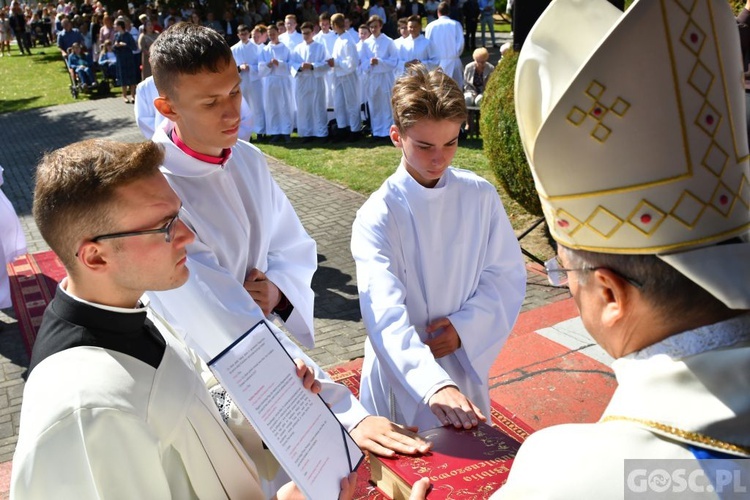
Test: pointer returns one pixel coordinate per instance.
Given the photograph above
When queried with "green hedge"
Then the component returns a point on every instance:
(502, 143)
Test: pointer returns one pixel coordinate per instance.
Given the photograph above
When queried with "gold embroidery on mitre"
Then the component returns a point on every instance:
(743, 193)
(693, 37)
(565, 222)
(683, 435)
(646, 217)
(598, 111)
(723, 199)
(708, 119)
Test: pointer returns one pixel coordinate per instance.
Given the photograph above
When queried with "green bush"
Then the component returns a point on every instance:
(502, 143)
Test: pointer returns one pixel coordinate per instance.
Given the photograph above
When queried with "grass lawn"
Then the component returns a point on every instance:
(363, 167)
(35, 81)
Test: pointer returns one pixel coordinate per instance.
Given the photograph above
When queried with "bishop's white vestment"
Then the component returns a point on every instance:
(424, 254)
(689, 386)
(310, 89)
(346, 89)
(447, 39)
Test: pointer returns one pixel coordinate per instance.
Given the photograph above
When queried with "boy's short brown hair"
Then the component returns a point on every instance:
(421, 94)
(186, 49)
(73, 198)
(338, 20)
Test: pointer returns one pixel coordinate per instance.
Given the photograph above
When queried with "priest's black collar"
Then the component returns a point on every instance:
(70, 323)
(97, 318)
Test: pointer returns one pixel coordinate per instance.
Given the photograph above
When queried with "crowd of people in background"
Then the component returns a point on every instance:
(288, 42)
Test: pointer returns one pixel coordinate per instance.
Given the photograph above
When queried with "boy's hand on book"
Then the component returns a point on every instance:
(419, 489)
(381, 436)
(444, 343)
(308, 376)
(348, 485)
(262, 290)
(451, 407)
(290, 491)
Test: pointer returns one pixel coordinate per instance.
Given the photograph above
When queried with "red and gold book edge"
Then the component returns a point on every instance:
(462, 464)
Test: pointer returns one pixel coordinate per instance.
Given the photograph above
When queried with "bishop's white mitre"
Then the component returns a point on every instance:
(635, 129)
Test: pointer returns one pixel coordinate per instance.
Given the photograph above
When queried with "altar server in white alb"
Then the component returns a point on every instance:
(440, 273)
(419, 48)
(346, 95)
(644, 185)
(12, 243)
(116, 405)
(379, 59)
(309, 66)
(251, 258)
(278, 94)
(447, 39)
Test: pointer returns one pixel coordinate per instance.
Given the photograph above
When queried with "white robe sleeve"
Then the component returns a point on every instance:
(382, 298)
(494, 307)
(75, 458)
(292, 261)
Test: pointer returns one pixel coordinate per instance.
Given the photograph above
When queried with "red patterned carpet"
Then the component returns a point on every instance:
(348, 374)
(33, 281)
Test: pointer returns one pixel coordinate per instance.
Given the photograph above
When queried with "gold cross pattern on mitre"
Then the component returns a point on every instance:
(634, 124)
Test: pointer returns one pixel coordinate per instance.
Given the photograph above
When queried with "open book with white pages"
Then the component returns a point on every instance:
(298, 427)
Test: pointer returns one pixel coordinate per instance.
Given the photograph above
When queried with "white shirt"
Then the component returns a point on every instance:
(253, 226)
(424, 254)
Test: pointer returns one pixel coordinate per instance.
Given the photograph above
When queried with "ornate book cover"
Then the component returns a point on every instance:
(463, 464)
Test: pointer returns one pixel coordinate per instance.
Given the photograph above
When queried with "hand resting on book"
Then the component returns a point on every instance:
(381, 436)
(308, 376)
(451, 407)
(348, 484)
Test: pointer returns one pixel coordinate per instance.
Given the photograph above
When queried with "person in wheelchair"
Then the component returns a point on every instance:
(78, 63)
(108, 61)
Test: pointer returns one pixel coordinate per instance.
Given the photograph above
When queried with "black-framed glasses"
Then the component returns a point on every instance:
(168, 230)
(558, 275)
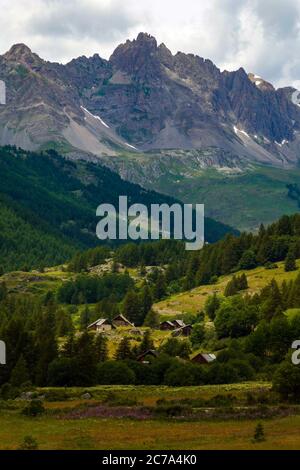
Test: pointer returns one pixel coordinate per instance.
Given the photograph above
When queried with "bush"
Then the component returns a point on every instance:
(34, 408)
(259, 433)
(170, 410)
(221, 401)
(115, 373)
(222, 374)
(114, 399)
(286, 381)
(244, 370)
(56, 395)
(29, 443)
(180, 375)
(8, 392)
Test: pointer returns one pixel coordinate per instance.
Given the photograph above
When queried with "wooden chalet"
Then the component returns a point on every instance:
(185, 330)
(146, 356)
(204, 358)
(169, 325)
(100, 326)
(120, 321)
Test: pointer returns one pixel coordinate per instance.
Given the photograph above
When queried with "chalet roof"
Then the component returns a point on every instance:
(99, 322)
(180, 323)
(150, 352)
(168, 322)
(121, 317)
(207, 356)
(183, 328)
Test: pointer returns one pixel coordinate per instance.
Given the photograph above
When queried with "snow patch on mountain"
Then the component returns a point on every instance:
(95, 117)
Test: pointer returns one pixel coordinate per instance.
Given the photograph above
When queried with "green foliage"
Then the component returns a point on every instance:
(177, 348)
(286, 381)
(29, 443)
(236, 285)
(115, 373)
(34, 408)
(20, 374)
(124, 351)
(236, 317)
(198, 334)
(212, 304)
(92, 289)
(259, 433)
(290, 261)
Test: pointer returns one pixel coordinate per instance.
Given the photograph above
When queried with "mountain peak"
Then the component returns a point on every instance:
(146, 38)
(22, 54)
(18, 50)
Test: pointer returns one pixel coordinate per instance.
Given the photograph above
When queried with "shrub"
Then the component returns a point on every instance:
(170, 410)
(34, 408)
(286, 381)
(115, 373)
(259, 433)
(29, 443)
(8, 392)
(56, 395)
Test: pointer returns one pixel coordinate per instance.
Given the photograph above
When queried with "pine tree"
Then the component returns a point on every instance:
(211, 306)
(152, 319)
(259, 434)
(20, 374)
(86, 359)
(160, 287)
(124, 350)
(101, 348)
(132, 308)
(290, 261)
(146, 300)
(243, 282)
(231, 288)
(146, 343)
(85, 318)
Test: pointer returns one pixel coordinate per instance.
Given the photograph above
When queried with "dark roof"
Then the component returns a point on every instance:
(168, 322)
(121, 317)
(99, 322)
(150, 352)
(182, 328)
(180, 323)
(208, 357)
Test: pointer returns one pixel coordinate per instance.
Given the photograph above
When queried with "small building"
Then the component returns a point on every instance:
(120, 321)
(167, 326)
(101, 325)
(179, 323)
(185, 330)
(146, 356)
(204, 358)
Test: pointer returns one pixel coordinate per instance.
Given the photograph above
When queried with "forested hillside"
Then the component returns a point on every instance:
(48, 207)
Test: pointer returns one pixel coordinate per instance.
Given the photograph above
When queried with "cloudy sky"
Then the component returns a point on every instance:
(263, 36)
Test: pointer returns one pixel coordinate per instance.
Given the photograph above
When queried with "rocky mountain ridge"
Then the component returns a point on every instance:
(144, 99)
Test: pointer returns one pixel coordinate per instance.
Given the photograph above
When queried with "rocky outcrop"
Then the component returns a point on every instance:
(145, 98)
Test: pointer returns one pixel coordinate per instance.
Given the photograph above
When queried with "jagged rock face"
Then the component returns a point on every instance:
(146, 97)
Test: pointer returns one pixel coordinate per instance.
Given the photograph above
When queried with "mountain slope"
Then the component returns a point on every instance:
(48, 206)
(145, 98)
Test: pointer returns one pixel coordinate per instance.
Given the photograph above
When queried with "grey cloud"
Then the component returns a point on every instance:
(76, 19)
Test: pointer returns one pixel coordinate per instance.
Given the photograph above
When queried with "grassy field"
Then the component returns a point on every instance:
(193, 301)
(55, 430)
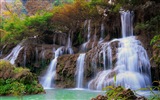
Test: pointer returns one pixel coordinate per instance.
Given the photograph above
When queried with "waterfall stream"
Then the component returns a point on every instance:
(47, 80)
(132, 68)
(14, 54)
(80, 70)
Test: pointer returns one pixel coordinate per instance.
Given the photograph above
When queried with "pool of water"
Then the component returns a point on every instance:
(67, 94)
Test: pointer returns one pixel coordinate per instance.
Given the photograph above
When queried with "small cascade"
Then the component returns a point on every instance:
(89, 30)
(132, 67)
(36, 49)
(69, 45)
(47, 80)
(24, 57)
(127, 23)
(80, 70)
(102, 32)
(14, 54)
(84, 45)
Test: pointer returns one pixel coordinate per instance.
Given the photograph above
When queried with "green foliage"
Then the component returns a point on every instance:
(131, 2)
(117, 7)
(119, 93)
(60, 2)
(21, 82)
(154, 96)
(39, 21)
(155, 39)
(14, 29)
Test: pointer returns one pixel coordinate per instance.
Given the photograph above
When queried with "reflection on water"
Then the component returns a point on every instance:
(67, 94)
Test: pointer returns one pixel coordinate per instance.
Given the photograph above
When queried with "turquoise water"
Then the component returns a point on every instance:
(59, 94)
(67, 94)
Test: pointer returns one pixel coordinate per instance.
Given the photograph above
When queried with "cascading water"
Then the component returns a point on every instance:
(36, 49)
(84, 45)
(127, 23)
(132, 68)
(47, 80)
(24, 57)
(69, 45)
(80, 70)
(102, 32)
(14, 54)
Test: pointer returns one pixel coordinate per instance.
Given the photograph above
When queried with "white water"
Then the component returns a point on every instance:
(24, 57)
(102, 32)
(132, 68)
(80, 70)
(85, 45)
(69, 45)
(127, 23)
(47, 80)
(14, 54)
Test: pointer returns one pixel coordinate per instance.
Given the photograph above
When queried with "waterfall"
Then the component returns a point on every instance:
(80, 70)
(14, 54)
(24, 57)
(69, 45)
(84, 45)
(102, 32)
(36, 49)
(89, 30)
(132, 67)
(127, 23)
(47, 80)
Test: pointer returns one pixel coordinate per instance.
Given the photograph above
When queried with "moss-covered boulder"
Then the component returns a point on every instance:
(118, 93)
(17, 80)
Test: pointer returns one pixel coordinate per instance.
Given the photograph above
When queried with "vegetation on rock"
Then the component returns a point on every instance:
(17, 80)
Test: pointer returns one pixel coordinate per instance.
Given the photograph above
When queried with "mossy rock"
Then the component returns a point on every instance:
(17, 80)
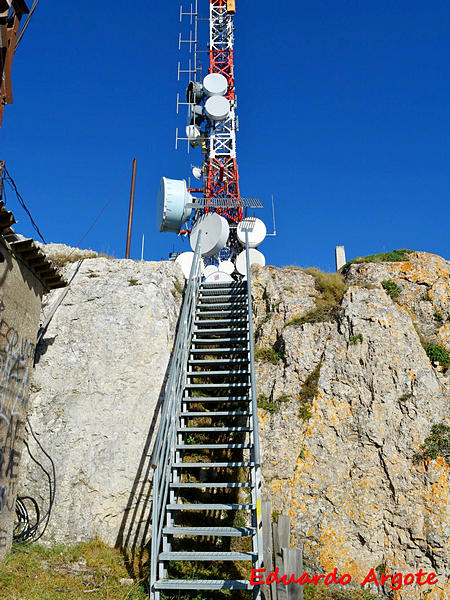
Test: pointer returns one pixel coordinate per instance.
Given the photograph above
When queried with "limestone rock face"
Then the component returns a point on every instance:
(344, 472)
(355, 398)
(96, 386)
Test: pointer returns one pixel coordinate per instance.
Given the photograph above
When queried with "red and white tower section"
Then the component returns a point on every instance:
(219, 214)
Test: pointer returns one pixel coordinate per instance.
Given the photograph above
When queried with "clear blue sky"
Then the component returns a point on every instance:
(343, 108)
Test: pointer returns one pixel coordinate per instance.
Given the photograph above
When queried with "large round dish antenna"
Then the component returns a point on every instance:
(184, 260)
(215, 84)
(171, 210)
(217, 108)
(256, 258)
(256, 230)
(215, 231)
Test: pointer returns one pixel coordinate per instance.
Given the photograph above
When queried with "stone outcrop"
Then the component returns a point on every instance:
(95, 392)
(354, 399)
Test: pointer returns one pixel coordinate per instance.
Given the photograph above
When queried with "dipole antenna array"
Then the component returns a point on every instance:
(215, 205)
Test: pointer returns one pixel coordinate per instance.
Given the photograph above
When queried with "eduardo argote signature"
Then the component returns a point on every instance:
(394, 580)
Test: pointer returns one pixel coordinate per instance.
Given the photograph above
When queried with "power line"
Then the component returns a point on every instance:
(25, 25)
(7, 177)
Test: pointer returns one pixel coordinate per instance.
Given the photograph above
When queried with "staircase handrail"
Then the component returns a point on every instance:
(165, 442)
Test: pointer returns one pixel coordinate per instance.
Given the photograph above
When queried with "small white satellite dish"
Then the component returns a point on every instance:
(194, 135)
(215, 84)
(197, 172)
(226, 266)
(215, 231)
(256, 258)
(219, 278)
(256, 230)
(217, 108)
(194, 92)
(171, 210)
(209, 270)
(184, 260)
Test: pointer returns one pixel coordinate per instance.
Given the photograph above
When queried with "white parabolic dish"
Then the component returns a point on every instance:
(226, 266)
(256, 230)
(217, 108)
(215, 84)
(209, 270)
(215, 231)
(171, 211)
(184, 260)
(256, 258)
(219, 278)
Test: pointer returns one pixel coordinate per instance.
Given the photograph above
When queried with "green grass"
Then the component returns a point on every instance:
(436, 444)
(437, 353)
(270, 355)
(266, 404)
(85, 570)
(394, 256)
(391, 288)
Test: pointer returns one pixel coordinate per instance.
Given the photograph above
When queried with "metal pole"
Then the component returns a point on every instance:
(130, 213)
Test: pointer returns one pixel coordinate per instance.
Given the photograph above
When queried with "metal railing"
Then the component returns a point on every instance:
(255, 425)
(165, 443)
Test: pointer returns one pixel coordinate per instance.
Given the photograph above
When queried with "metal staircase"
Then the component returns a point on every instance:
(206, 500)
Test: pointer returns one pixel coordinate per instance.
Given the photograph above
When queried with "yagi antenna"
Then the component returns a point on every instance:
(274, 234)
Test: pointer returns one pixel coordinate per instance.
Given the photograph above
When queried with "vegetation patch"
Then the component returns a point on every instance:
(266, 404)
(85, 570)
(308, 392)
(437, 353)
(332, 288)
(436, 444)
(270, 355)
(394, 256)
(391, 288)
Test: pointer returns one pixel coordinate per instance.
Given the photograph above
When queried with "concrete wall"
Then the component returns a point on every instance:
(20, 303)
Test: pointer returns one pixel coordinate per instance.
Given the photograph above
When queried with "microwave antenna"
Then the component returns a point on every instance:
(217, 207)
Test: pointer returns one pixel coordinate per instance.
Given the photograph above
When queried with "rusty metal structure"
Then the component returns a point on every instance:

┄┄┄┄┄┄

• _INSTRUCTIONS TO FOLLOW_
Locate every line in the material above that contains the word "antenna" and copy each of those lines out in full.

• _WRITTEN ANSWER_
When queried with "large round dish antenna"
When queried with "dipole antenna array"
When queried with "yagi antenna"
When queried with "microwave antenna"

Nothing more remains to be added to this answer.